Material provided
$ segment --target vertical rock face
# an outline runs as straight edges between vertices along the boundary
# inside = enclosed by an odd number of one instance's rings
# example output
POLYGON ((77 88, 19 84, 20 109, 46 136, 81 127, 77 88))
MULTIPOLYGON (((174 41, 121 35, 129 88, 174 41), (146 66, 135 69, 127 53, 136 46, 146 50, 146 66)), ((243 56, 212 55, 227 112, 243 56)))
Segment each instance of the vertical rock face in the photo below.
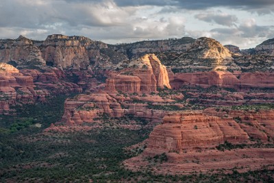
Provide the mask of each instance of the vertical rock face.
POLYGON ((153 129, 148 148, 181 151, 196 147, 214 147, 225 141, 240 143, 248 138, 234 120, 201 112, 175 113, 165 116, 163 124, 153 129))
POLYGON ((121 71, 109 74, 108 90, 151 93, 156 91, 157 87, 171 88, 166 66, 154 54, 147 54, 120 66, 123 66, 121 71))
POLYGON ((117 101, 105 92, 91 95, 80 95, 77 99, 67 99, 60 123, 66 125, 90 123, 99 114, 105 113, 110 117, 124 116, 124 110, 117 101))
POLYGON ((260 53, 266 53, 271 56, 274 56, 274 38, 264 41, 258 45, 254 49, 260 53))
POLYGON ((171 88, 169 75, 166 66, 161 64, 161 62, 155 55, 147 55, 145 57, 147 56, 151 65, 154 75, 156 77, 157 86, 161 88, 164 88, 164 86, 171 88))
POLYGON ((0 60, 7 63, 15 62, 16 64, 45 65, 39 49, 32 40, 20 36, 15 40, 0 40, 0 60))
POLYGON ((228 50, 229 50, 229 51, 232 53, 240 53, 240 48, 238 47, 231 45, 225 45, 224 47, 228 49, 228 50))
POLYGON ((208 88, 217 86, 224 88, 237 88, 240 80, 227 71, 195 72, 175 73, 171 80, 173 88, 179 88, 183 85, 195 85, 208 88))
POLYGON ((199 38, 172 63, 184 72, 226 70, 232 67, 229 51, 219 42, 209 38, 199 38))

Problem to work on
Reproduce the data above verbatim, starting at its first line and stopping after the line that contains "POLYGON ((121 71, 109". Leave the pictures out of your answer.

Expected answer
$ segment --target vertical rock face
# an outline runs as straight edges between vertices along the boundary
# inside = enclosed by an odd number of one instance's rings
# example output
POLYGON ((77 88, 19 84, 20 109, 46 136, 81 127, 77 88))
MULTIPOLYGON (((174 41, 121 35, 129 88, 174 41), (146 66, 135 69, 127 53, 136 46, 146 50, 146 66)), ((243 56, 212 55, 227 112, 243 56)))
Segment each instance of the vertical rock face in the photo below.
Provide the mask of each instance of the vertical rock face.
POLYGON ((153 129, 148 148, 181 151, 196 147, 214 147, 225 141, 240 143, 248 138, 234 120, 201 112, 175 113, 165 116, 163 124, 153 129))
POLYGON ((121 71, 109 74, 108 90, 151 93, 156 91, 157 87, 171 88, 166 66, 154 54, 147 54, 120 66, 123 66, 121 71))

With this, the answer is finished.